YOUR INSTRUCTIONS:
The records that follow are to be reproduced exactly. Any pictures in them are left out.

[Image-grounded pointing data]
*** Begin section ***

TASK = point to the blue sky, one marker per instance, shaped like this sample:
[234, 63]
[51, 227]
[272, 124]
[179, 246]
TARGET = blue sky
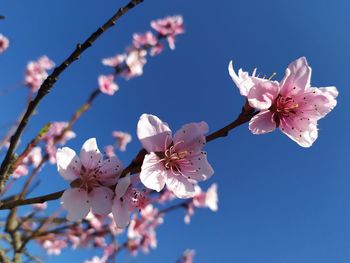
[279, 203]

*** End section ***

REPLY:
TASK = point to the blue sky, one marker per instance, shaped like this sample:
[234, 63]
[51, 227]
[272, 124]
[179, 246]
TARGET = blue sky
[279, 203]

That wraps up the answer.